### Task directions
Reproduce the lines of the records below without any change, beginning with the line that contains "of the pile" and continuing through the line that contains "column 531, row 130", with both of those lines included.

[Records from a data source]
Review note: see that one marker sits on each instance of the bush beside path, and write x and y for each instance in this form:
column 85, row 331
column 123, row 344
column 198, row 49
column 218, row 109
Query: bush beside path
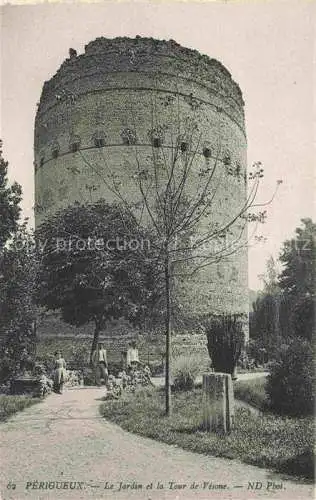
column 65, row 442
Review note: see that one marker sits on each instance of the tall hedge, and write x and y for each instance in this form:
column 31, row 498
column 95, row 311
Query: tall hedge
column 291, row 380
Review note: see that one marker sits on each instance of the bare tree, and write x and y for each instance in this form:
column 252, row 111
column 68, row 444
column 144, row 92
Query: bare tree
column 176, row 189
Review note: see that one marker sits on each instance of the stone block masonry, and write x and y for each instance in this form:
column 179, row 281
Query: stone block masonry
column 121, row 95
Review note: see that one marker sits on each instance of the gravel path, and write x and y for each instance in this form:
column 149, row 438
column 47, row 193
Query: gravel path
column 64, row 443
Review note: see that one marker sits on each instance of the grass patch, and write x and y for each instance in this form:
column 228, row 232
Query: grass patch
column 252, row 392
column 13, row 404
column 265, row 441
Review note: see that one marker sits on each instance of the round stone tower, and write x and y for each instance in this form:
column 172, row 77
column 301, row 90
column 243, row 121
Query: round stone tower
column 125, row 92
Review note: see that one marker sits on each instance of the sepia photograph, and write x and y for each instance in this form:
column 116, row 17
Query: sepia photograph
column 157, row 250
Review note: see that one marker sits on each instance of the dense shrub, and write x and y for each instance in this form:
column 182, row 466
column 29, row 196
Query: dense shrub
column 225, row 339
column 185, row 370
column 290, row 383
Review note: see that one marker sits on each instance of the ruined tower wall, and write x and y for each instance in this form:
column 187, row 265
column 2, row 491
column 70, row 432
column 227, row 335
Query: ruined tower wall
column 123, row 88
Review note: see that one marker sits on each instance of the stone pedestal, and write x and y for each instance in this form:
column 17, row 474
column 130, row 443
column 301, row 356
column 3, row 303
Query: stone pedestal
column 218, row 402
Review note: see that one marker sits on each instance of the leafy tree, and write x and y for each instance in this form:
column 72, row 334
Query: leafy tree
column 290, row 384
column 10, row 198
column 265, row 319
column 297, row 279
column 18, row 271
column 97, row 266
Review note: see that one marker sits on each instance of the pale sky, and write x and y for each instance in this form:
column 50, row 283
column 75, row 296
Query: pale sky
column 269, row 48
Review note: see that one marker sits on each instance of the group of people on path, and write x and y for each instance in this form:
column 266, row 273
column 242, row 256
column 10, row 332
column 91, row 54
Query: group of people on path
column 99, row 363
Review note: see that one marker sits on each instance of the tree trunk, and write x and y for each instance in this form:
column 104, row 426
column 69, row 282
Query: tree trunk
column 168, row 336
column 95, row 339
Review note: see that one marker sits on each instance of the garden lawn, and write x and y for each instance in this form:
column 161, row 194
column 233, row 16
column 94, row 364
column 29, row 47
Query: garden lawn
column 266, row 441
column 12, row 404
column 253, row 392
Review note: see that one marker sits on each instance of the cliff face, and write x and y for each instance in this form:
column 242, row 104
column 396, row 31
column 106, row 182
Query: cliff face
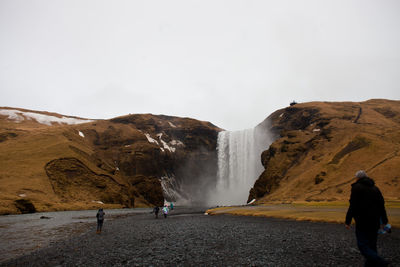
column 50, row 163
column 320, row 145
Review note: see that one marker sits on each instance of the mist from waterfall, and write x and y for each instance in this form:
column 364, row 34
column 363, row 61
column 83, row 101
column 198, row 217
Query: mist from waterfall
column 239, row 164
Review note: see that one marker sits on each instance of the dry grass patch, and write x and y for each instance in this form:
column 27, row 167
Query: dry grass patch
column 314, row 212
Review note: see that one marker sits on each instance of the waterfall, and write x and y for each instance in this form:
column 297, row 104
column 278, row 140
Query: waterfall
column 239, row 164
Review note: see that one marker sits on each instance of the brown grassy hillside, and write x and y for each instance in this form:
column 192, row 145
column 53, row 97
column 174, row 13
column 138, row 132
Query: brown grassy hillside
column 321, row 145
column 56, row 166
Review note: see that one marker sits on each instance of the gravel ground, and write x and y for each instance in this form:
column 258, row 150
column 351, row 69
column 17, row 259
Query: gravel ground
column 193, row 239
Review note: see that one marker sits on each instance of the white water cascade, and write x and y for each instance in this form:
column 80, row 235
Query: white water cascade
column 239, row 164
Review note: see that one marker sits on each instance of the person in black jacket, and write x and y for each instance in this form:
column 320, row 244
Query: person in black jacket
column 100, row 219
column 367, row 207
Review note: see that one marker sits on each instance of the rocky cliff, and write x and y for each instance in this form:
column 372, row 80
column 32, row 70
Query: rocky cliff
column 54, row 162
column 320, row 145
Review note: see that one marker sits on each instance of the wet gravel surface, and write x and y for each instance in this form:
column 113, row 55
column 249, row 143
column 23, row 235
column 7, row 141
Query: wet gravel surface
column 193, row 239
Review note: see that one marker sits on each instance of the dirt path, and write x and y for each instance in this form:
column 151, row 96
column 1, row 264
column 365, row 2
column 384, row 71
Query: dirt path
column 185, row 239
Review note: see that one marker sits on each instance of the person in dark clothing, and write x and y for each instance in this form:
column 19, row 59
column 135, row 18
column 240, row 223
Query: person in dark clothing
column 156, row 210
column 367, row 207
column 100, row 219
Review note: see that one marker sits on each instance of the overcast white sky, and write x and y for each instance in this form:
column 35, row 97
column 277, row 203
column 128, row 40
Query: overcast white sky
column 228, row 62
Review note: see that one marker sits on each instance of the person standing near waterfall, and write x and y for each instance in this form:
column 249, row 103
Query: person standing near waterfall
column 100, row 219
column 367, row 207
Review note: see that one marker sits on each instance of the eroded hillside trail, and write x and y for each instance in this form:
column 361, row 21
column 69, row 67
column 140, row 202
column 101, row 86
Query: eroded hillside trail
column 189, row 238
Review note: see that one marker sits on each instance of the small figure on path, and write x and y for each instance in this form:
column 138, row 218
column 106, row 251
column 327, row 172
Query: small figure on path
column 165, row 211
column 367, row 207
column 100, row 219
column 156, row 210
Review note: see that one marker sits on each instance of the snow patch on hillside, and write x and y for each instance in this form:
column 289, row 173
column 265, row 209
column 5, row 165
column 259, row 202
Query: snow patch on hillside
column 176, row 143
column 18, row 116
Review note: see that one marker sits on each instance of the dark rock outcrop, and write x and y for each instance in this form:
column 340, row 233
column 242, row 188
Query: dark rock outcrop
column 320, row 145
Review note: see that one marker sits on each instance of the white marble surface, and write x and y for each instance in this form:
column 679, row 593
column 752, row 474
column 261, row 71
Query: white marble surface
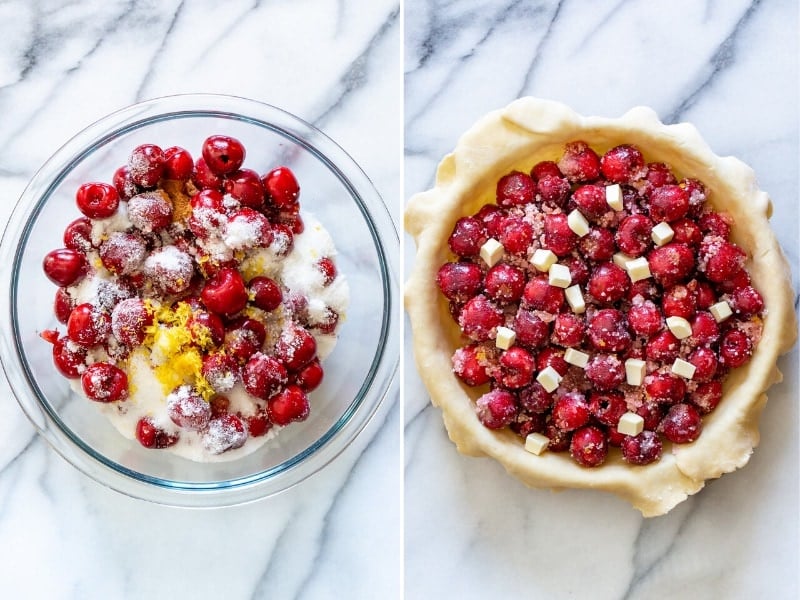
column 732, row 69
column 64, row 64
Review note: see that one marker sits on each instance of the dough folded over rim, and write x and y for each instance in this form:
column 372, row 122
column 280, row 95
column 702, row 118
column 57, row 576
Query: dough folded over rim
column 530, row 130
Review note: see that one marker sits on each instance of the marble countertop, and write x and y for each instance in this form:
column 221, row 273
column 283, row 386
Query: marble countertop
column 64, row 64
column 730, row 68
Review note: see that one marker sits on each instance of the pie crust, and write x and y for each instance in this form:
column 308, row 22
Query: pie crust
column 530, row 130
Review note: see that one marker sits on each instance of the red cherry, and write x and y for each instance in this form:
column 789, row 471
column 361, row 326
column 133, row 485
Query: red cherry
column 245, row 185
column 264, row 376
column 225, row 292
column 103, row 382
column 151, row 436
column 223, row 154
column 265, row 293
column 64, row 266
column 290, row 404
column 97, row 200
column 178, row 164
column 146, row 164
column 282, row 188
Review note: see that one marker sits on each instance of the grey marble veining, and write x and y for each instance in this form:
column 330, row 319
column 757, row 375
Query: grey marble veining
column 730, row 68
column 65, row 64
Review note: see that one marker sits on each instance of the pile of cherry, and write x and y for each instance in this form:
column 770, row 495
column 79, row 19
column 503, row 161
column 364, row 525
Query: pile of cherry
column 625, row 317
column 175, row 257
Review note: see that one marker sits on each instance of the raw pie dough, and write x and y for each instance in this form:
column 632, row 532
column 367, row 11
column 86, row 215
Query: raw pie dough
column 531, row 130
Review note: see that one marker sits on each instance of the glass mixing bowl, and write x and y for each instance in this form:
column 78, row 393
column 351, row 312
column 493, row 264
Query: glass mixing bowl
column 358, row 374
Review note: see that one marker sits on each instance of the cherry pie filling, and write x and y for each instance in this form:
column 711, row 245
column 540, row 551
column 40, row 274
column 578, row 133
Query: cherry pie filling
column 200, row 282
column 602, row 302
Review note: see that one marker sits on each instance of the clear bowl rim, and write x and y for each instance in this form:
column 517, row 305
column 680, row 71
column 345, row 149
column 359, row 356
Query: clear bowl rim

### Result of the exercise
Review note: see that one marker sits on each instance of the pile of cherry, and write x and y for each instance in this form:
column 770, row 495
column 79, row 19
column 503, row 161
column 364, row 525
Query: pile of cherry
column 625, row 317
column 175, row 257
Review note: see that one marker sits on each instance of the raw pie dough, and write x and y for each instance in this form:
column 632, row 532
column 367, row 11
column 86, row 215
Query: raw pie dough
column 531, row 130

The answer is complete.